*What the task requires*. Exact copy, pictures excluded: write out every line below.

Stored items
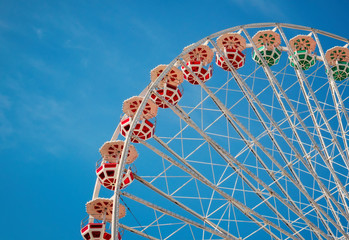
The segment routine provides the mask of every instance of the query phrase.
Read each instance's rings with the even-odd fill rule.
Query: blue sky
[[[3,239],[80,239],[98,149],[122,101],[183,47],[255,22],[349,37],[348,7],[346,0],[0,1]]]

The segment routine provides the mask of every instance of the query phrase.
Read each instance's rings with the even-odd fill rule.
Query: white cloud
[[[21,76],[4,82],[5,91],[0,94],[0,149],[30,139],[33,146],[47,144],[40,151],[52,151],[48,146],[62,138],[71,125],[69,102],[45,96],[40,91],[28,91],[20,82]],[[57,146],[54,149],[58,151]]]
[[[282,1],[272,1],[272,0],[231,0],[241,7],[245,12],[258,12],[260,15],[265,17],[282,17],[286,18],[287,15],[279,7],[277,3]],[[276,3],[275,3],[276,2]]]
[[[5,115],[3,110],[0,110],[0,141],[7,142],[6,139],[11,136],[14,132],[14,126],[9,118]],[[12,145],[10,142],[6,144]],[[6,148],[4,144],[0,145],[0,148]]]
[[[137,31],[139,31],[139,33],[144,35],[145,38],[148,38],[152,42],[160,43],[158,33],[161,31],[158,31],[158,33],[157,33],[157,31],[151,30],[151,29],[156,28],[156,26],[154,26],[154,24],[152,24],[150,27],[149,23],[142,22],[137,18],[132,18],[131,24],[136,28]]]
[[[0,136],[4,140],[13,132],[13,126],[6,113],[11,108],[12,102],[9,97],[0,94]]]
[[[42,39],[43,37],[43,31],[41,28],[36,28],[34,27],[34,32],[36,33],[36,36],[38,37],[38,39]]]
[[[0,110],[2,109],[9,109],[11,107],[12,103],[8,96],[5,96],[3,94],[0,94]]]
[[[10,26],[8,25],[8,23],[5,23],[4,21],[0,20],[0,29],[9,29]]]

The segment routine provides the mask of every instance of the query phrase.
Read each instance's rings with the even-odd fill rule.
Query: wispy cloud
[[[237,4],[245,12],[259,13],[264,17],[282,17],[287,18],[287,15],[283,12],[282,8],[277,3],[282,1],[272,0],[230,0],[232,3]]]
[[[144,36],[144,38],[148,38],[151,42],[160,42],[158,33],[161,31],[154,31],[154,29],[156,29],[156,26],[154,26],[154,24],[142,22],[137,18],[132,18],[131,24],[136,31]]]
[[[23,60],[28,66],[32,68],[32,70],[39,73],[40,75],[46,75],[50,78],[57,78],[58,76],[63,77],[64,75],[64,72],[59,70],[59,68],[52,66],[41,58],[23,56]]]
[[[36,33],[36,36],[41,40],[43,37],[43,30],[41,28],[34,27],[34,32]]]
[[[12,105],[9,97],[0,94],[0,109],[9,109]]]
[[[4,141],[8,136],[10,136],[14,127],[12,122],[10,121],[9,116],[7,116],[7,112],[11,108],[12,103],[9,97],[0,94],[0,140]],[[3,146],[0,146],[3,147]]]
[[[10,26],[8,23],[0,20],[0,29],[9,29],[9,28],[10,28]]]
[[[69,102],[40,91],[28,91],[20,82],[21,76],[18,75],[16,80],[3,83],[6,90],[0,94],[0,149],[31,139],[34,146],[47,144],[40,149],[42,152],[58,151],[57,146],[50,146],[57,145],[55,141],[63,134],[69,136],[64,132],[71,125]]]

*Solution*.
The segment routine provides the mask of every instance of the query phrase.
Read each instance's rings with the even-odd fill rule.
Query: blue sky
[[[3,239],[80,239],[98,149],[122,101],[183,47],[255,22],[349,37],[348,7],[346,0],[0,1]]]

The segment routine provides the mask of every instance of the query phrase.
Read each instance's rings with the even-odd fill rule.
Query: white cloud
[[[21,76],[4,82],[5,91],[0,94],[0,149],[30,139],[33,146],[47,144],[40,151],[52,151],[48,146],[62,138],[71,125],[69,102],[45,96],[40,91],[28,91],[20,82]],[[57,146],[54,149],[58,151]]]
[[[282,1],[272,1],[272,0],[231,0],[241,7],[245,12],[258,12],[260,15],[265,17],[282,17],[286,18],[287,15],[279,7],[277,3]],[[276,3],[275,3],[276,2]]]
[[[5,115],[3,110],[0,110],[0,141],[7,142],[6,139],[11,136],[14,132],[14,126],[9,118]],[[12,145],[10,142],[6,144]],[[6,148],[4,144],[0,145],[0,148]]]
[[[137,31],[139,31],[139,33],[144,35],[145,38],[148,38],[152,42],[160,43],[158,33],[161,31],[158,31],[158,33],[157,33],[157,31],[151,30],[151,29],[156,28],[156,26],[154,26],[154,24],[152,24],[150,27],[149,23],[142,22],[137,18],[132,18],[131,24],[136,28]]]
[[[0,136],[4,140],[13,132],[13,126],[6,113],[11,108],[12,102],[9,97],[0,94]]]
[[[42,39],[43,37],[43,31],[41,28],[36,28],[34,27],[34,32],[36,33],[36,36],[38,37],[38,39]]]
[[[0,110],[2,109],[9,109],[11,107],[12,103],[8,96],[5,96],[3,94],[0,94]]]
[[[10,26],[8,25],[8,23],[5,23],[4,21],[0,20],[0,29],[9,29]]]

The segment routine provides the mask of every instance of the query phrase.
Read each instance's rings with the even-odd fill rule.
Query: wispy cloud
[[[237,4],[245,12],[259,13],[264,17],[282,17],[287,18],[287,15],[283,12],[282,8],[277,3],[282,1],[272,0],[230,0],[232,3]]]
[[[144,36],[144,38],[148,38],[151,42],[160,42],[158,33],[161,31],[154,31],[154,29],[156,29],[156,26],[154,26],[154,24],[142,22],[137,18],[132,18],[131,24],[136,31]]]
[[[23,60],[28,66],[32,68],[32,70],[39,73],[40,75],[46,75],[50,78],[57,78],[58,76],[63,77],[64,75],[64,72],[59,70],[59,68],[52,66],[41,58],[23,56]]]
[[[36,33],[36,36],[41,40],[43,37],[43,30],[41,28],[34,27],[34,32]]]
[[[12,105],[9,97],[0,94],[0,109],[9,109]]]
[[[4,141],[8,136],[10,136],[14,127],[12,122],[10,121],[9,116],[7,116],[7,112],[11,108],[12,103],[9,97],[0,94],[0,140]],[[3,146],[0,146],[3,147]]]
[[[10,26],[8,23],[0,20],[0,29],[9,29],[9,28],[10,28]]]
[[[69,102],[40,91],[28,91],[20,82],[21,76],[18,75],[16,80],[3,83],[6,90],[0,94],[0,149],[31,139],[34,146],[47,144],[40,149],[42,152],[58,151],[57,146],[50,146],[57,145],[55,141],[63,134],[69,136],[64,132],[71,125]]]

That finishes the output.